**MATERIAL FOR THE TASK**.

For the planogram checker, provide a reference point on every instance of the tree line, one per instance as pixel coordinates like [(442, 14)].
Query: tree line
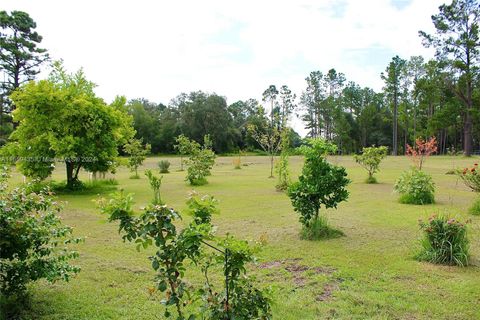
[(420, 98)]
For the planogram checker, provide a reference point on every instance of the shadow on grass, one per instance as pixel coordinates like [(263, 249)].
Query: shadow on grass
[(84, 188), (320, 230)]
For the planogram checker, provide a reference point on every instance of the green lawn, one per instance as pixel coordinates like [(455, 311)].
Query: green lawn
[(368, 274)]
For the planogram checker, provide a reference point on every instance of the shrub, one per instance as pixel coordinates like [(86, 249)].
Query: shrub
[(164, 165), (370, 159), (475, 208), (194, 245), (237, 163), (445, 241), (155, 184), (320, 183), (137, 154), (415, 187), (422, 150), (471, 177), (34, 242), (282, 164), (200, 162)]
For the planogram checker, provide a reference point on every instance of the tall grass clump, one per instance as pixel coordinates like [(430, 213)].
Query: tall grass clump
[(445, 241), (163, 166)]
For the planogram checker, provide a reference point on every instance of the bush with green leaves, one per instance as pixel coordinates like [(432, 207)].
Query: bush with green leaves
[(155, 184), (137, 153), (415, 187), (370, 160), (445, 241), (320, 184), (195, 245), (184, 147), (200, 162), (475, 208), (164, 165), (34, 243)]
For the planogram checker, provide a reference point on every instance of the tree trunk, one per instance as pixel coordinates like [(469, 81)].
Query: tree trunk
[(70, 179), (271, 165), (395, 122), (467, 134)]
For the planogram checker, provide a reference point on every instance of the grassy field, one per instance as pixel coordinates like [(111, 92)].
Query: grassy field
[(368, 274)]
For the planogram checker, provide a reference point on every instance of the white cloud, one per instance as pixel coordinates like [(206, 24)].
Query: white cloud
[(157, 49)]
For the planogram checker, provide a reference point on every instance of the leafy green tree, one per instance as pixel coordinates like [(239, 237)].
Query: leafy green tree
[(203, 114), (201, 159), (310, 101), (393, 78), (184, 147), (283, 171), (271, 95), (287, 104), (320, 184), (155, 184), (370, 159), (269, 139), (457, 42), (137, 153), (61, 119)]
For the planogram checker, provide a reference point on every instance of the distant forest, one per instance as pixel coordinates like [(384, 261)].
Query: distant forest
[(420, 98)]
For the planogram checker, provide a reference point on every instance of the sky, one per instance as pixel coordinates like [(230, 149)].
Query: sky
[(159, 49)]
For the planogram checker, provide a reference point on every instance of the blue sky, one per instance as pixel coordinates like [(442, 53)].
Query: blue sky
[(158, 49)]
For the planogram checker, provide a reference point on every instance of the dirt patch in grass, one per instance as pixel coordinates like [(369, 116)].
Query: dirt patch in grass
[(328, 290), (297, 270)]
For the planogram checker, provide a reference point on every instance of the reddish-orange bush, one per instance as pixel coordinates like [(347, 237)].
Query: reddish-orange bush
[(422, 150)]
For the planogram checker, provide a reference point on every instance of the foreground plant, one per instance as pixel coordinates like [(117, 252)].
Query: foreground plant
[(34, 242), (370, 160), (194, 245), (320, 184), (445, 241)]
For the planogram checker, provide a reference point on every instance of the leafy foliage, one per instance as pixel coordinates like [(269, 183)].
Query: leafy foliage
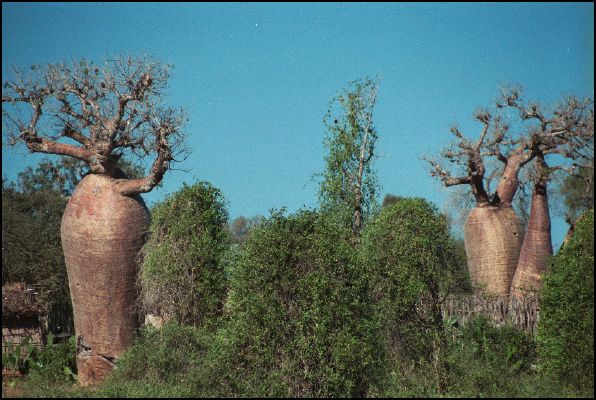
[(566, 326), (181, 275), (349, 183), (414, 265), (578, 192), (159, 363), (300, 323), (31, 247)]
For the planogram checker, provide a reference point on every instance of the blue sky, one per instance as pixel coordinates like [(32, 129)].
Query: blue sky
[(255, 79)]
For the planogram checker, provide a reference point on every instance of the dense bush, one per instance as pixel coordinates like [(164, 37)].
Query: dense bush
[(566, 326), (181, 275), (160, 362), (413, 263), (300, 322)]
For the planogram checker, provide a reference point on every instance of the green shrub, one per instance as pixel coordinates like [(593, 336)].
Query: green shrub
[(566, 326), (414, 264), (181, 275), (299, 315), (55, 362), (159, 363)]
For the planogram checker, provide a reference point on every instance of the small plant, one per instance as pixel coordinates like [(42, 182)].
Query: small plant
[(19, 358)]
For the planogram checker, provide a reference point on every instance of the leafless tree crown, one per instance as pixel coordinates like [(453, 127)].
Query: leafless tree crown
[(568, 131), (96, 113)]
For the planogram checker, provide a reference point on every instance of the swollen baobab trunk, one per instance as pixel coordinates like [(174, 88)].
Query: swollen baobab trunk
[(537, 246), (97, 114), (102, 234), (493, 237)]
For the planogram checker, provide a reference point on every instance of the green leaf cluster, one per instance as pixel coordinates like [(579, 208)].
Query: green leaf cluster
[(181, 275), (566, 326)]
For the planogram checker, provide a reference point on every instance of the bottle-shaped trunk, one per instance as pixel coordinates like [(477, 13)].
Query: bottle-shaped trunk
[(537, 247), (493, 238), (102, 234)]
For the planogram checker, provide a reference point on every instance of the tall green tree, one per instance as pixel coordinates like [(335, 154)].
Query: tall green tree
[(182, 276), (566, 326), (414, 265), (300, 322), (349, 186)]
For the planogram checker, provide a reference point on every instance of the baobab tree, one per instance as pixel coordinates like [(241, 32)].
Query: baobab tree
[(493, 234), (97, 113), (349, 184), (568, 133)]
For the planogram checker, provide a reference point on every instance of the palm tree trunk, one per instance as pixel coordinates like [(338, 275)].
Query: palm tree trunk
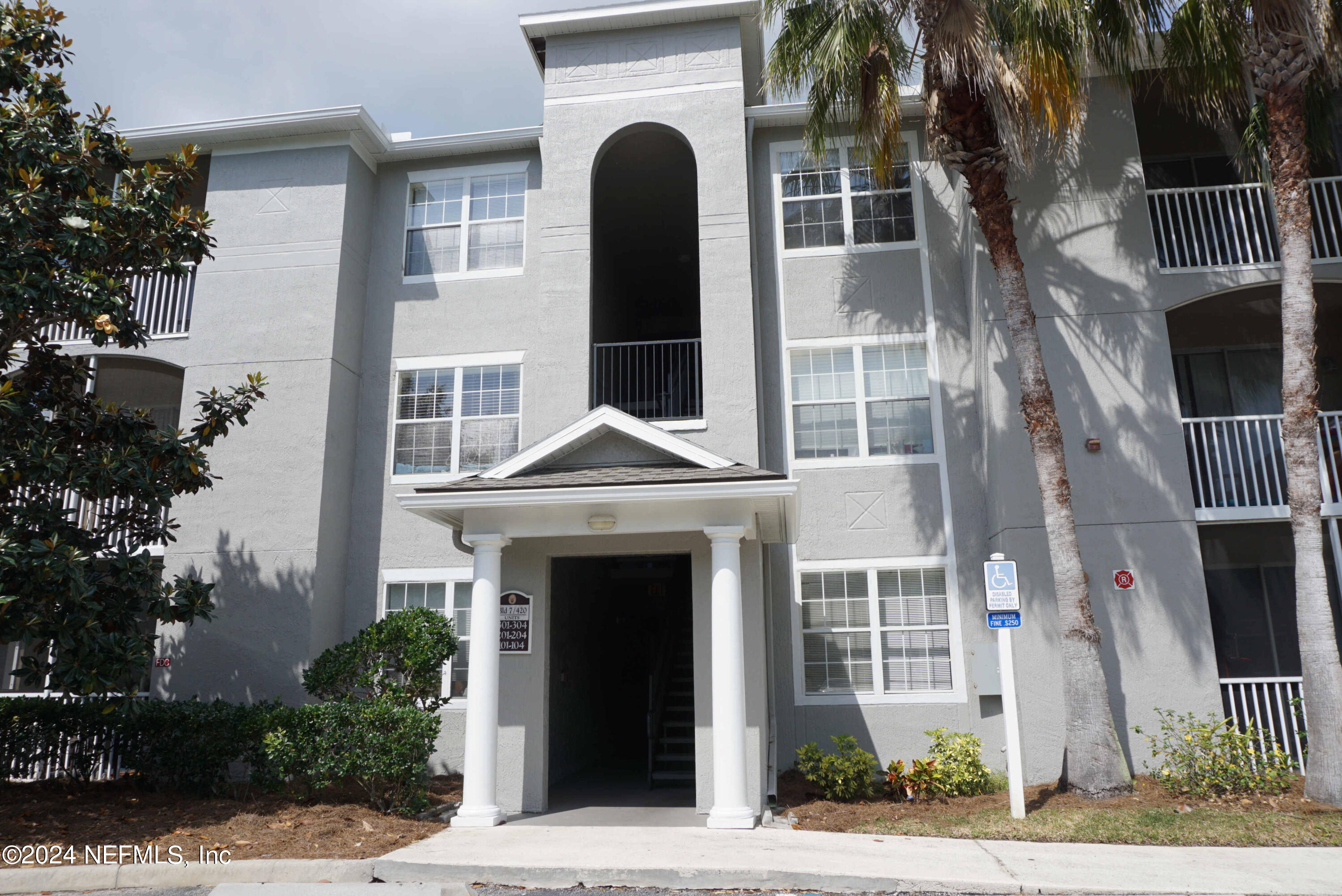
[(1093, 761), (1289, 163)]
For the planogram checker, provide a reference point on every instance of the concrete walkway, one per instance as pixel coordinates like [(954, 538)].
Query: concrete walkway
[(786, 859)]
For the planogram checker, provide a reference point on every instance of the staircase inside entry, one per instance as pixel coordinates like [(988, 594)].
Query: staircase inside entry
[(671, 711), (622, 678)]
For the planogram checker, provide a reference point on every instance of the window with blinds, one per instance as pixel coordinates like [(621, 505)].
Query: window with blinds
[(485, 214), (861, 402), (835, 200), (875, 632), (457, 419), (435, 596)]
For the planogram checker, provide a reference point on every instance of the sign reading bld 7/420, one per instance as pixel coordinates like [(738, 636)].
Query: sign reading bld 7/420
[(514, 623)]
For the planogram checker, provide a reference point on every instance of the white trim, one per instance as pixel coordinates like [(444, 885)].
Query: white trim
[(631, 15), (465, 173), (474, 360), (846, 196), (461, 275), (643, 94), (957, 693), (681, 426), (469, 171), (596, 494), (838, 342), (596, 423), (429, 575), (458, 364)]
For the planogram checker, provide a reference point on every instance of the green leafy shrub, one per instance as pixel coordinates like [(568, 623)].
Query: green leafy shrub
[(382, 744), (399, 658), (167, 745), (1214, 757), (846, 774), (960, 758)]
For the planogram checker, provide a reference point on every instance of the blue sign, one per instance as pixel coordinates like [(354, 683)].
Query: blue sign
[(1000, 585)]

**WHAT IS REQUIRED**. Please reproduce every item above word for word, without the pictures.

**SOLUTION TO THIS PROBLEM**.
For the planogram checker, provide a reference point on every instance of the tree line, one per instance as pixel coordinates like [(442, 14)].
Query: tree line
[(420, 98)]
For the planogram checker, provide a reference point on every instance of the shadow on grass, one per instance as pixel coordinates like [(263, 249)].
Query: shadow on grass
[(84, 188), (320, 230)]
For the planogram checker, provide a reference point on every instance of the green lawn, one per instance as pixel coordinates like [(455, 311)].
Query: green lawn
[(368, 274)]
For the planogram checker, provide a reference point on every instance of the shrub, one per instance as pixel coordinates like [(86, 249)].
Query: shrub
[(164, 165), (370, 159), (475, 208), (194, 245), (237, 163), (445, 241), (155, 184), (320, 183), (137, 154), (415, 187), (422, 150), (471, 177), (34, 242), (282, 164), (200, 162)]
For the planogram checker, provide a reference point on every instance of the tall grass clump, one per instance as pixel coordinates like [(430, 213)].
Query: tall grass clump
[(445, 241), (163, 166)]
For the planogram checker, provide a reference point on every instance of the bush with green leaves, one per instance as pixel coordinates like [(432, 207)].
Query: bush with green leaves
[(155, 184), (137, 153), (415, 187), (370, 160), (445, 241), (320, 184), (195, 245), (184, 147), (200, 162), (475, 208), (164, 165), (34, 243)]
For the planogram checker, provide a reference point on every instance of the tree trunk, one per instance as pixel coordinates like [(469, 81)].
Query: tree trunk
[(70, 179), (271, 165), (395, 122), (467, 134)]
For the planogram checker, provide a reference point on every instance of the grassy field, one per instance as pixel coordinates like [(111, 92)].
Query: grassy field
[(368, 274)]
For the planogram checker, provide a reference point on every instance of the white cloud, one per instance as pixel coordinates like [(206, 24)].
Query: white cloud
[(157, 49)]
For the planogram checker, provide a reference point on every instance of the leafy green tree, one per instance as pixel coordinates like [(239, 237)].
Query: leafy green tree
[(203, 114), (201, 159), (310, 101), (393, 78), (184, 147), (283, 171), (271, 95), (287, 104), (320, 184), (155, 184), (370, 159), (269, 139), (457, 42), (137, 153), (61, 119)]
For the planogram checker, provide a reference point on every instance of the distant forest, one per instance as pixel coordinates like [(384, 261)].
Query: distant forest
[(420, 98)]
For the planogram checker, provide a reference point on every instance of the sky, one per instance as pixel coordinates like [(230, 149)].
Query: sky
[(159, 49)]
For the planogram checker, provide a reference point on every instance of the blue sky, one per instance as pixel coordinates like [(442, 53)].
Query: blue sky
[(158, 49)]
For the planogram checker, provide a reference point on every instance of the dirt patch in grass, one per instance as pixel coordinates like [(369, 116)].
Query: dirt patch in grass
[(328, 290), (297, 270)]
For the planogram checker, provide a reference point on every instance of the reddish-orange bush, one per instance as pixel coordinates like [(347, 237)].
Query: reddish-orange bush
[(422, 150)]
For the planogram checker, provide a reference point on every instance of the foreground plant, one per instance as pixel coordinates like [(117, 252)].
Query: foreground plant
[(34, 242), (370, 160), (194, 245), (320, 184), (445, 241)]
For the planogram checker, provide a reference point on every instance of the leafy foliage, one per instance as pixel coordinates like [(269, 183)].
Query: leafy foliage
[(566, 326), (181, 275), (349, 183), (414, 265), (578, 192), (159, 363), (300, 323), (31, 247)]
For the planogram checker, provide a reference point on every instance of the blue sky, one per instance as pixel coordinates like [(32, 129)].
Query: blue sky
[(255, 79)]
For the planogram checker, provide a reference point on every instance of the dense bush, one per instance as pixel coordinates like [(164, 37)].
Query: dense bush
[(566, 326), (181, 275), (160, 362), (413, 263), (300, 322)]
For the planogram checker, provide a reference point on every instance of the green shrub, one per instance as pixel coordinates like [(593, 336)].
Query: green shrub
[(566, 326), (414, 264), (181, 275), (299, 315), (55, 362), (159, 363)]
For the planogram checker, provide a reference point on every instance of the small plant, one per instance as pixel coordinates like [(42, 182)].
Query: small plant
[(19, 358)]
For the planogram checker, provide a reference point on every instance of the leafless tree crown, one per instance as pixel coordinates like [(453, 127)].
Query: leafless tree crown
[(568, 131), (96, 113)]
For the planogram checker, provide a reference point on every instance of the swollen baobab trunk, one per instance as pixel coordinates like [(174, 88)].
Query: swollen baobab trunk
[(537, 246), (97, 114), (102, 234), (493, 237)]
For the planogram checker, provide a reference point on every instance of the green leaf cluster, one per instance as pixel coordinates like [(579, 208)].
Query: green leaf cluster
[(181, 275), (566, 326)]
For the planogram checker, provide a reference point on every instance of the bottle-shaped trunk, one per instance as pixel coordinates like [(477, 13)].
Query: bottle-shaped trunk
[(537, 247), (493, 238), (102, 234)]
For the planogram checker, provide a reference point on every instance of the tall green tree, one per instance as pixel coordinates like [(335, 154)].
Query: tall green tree
[(182, 276), (566, 326), (414, 265), (300, 322), (349, 186)]
For the planogram checker, provide a reference point on every instance of the baobab tree, one per instance as pixel coordinates like [(241, 32)].
Query: baobab tree
[(493, 234), (97, 113), (349, 184), (568, 133)]
For the planogram checker, provide a reference point on every instance of the palm tree trunk, one per instance as pixel coordinates like [(338, 275)].
Query: palm tree trunk
[(1093, 761), (1289, 163)]
For the planogram checker, provide a reference point on every instance of the concrete walkway, one per instance as pixel coordinates like [(954, 538)].
Query: concrete walkway
[(786, 859)]
For the planogram checker, provide a reference point on every instance of the staircase inside entry, one per instance as pixel coordinates like [(988, 594)].
Query: staircase inside entry
[(671, 711), (622, 678)]
For the planogram checker, provide a reference point on every instance of the window with blinds, one per instance as pixel coordinates like [(621, 505)].
Query: window with blinds
[(485, 214), (861, 402), (835, 200), (875, 632), (457, 419), (435, 596)]
For the planogram checker, provide a reference point on every instance of the sign reading bld 7/420, one per instance as pixel coordinates like [(738, 636)].
Query: sign reading bld 7/420
[(514, 623)]
For the planogram checker, provide a reference point on every instance of the white trim, one per instance as pixel coordinates like [(444, 885)].
Query: white trim
[(631, 15), (465, 173), (474, 360), (846, 196), (461, 275), (643, 94), (957, 693), (681, 426), (469, 171), (596, 494), (838, 342), (596, 423), (429, 575), (458, 364)]
For the planogram checker, provide a reference point on every instance of the green leafy shrub, one per instance as pixel coordinates like [(568, 623)].
Query: green leafy shrub
[(382, 744), (399, 658), (167, 745), (1214, 757), (846, 774), (960, 758)]
For the planogram checker, provide a reference point on every instance of the blue sign, one per instance as pixel coordinates like [(354, 683)].
Query: blue sign
[(1000, 585)]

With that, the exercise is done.